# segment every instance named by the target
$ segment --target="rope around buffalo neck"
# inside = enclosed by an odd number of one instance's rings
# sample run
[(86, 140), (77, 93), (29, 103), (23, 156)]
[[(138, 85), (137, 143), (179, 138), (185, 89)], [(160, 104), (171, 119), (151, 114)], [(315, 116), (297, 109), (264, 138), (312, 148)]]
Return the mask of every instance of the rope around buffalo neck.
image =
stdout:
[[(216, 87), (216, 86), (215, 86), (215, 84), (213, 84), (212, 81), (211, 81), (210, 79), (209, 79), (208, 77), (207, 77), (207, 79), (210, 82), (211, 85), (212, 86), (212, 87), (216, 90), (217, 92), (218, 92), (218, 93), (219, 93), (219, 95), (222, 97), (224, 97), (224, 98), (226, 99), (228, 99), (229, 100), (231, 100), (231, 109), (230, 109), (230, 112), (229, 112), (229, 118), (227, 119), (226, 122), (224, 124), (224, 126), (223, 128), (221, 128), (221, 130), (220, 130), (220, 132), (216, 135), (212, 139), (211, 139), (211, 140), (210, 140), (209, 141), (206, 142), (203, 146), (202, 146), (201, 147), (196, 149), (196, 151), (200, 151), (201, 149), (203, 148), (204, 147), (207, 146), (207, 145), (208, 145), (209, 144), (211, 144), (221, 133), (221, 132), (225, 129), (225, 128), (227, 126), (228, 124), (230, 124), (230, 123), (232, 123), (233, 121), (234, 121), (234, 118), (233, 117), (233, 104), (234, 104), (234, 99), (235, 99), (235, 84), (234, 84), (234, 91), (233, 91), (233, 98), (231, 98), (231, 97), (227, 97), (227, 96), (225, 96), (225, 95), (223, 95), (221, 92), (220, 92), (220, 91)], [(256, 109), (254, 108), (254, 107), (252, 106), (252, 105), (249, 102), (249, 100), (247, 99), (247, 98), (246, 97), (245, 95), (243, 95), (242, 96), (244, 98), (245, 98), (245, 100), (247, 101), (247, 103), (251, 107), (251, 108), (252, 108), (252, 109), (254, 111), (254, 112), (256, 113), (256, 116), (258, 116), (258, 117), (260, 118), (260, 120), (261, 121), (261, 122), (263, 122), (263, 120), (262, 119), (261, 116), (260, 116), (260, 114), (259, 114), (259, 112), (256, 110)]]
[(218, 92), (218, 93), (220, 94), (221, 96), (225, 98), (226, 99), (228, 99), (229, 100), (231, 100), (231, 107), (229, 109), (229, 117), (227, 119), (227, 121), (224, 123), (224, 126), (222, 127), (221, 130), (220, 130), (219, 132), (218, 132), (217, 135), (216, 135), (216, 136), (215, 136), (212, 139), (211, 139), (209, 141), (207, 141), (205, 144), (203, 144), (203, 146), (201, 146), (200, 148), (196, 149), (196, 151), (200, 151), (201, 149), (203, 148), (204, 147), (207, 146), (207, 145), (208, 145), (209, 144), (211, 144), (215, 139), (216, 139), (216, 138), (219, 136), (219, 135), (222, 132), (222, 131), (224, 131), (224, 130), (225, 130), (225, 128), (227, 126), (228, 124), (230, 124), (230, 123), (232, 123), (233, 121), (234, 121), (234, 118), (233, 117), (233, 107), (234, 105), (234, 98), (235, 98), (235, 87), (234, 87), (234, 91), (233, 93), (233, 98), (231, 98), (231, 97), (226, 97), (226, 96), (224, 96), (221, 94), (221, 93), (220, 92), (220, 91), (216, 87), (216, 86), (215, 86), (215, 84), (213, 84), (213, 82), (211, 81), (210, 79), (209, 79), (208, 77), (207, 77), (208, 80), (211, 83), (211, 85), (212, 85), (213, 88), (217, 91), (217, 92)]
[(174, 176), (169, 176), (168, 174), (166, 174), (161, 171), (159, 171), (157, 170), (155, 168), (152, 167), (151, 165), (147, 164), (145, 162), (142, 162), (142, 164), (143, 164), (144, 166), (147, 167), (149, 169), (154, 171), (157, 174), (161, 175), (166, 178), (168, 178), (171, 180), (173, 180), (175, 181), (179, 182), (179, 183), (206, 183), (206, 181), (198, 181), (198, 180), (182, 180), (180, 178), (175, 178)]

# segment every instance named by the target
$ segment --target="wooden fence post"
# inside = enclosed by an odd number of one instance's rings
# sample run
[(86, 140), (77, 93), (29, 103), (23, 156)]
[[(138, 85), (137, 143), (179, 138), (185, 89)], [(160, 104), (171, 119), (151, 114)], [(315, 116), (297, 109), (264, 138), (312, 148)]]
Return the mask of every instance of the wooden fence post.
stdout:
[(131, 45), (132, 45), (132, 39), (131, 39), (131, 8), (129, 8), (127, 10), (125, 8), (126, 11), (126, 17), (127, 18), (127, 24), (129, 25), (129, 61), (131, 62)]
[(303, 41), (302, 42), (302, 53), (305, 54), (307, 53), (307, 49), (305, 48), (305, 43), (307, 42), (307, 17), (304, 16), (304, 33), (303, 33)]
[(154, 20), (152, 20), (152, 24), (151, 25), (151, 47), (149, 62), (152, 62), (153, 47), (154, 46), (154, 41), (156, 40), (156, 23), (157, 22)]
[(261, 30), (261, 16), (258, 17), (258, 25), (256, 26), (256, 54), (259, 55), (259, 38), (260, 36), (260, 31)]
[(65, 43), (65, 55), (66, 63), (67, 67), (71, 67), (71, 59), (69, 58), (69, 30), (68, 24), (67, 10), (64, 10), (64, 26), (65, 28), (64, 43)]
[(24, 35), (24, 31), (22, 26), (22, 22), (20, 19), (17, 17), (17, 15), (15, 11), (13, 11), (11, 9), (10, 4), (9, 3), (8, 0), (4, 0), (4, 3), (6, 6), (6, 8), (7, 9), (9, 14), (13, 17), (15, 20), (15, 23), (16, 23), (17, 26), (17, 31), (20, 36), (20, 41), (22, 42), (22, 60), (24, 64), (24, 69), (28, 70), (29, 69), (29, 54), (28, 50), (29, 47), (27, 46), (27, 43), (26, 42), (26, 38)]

━━━━━━━━━━

• [SHORT PROBLEM] Count the lines in the records above that contain the string "rope", and reply with only that number.

• [TASK ANSWER] 2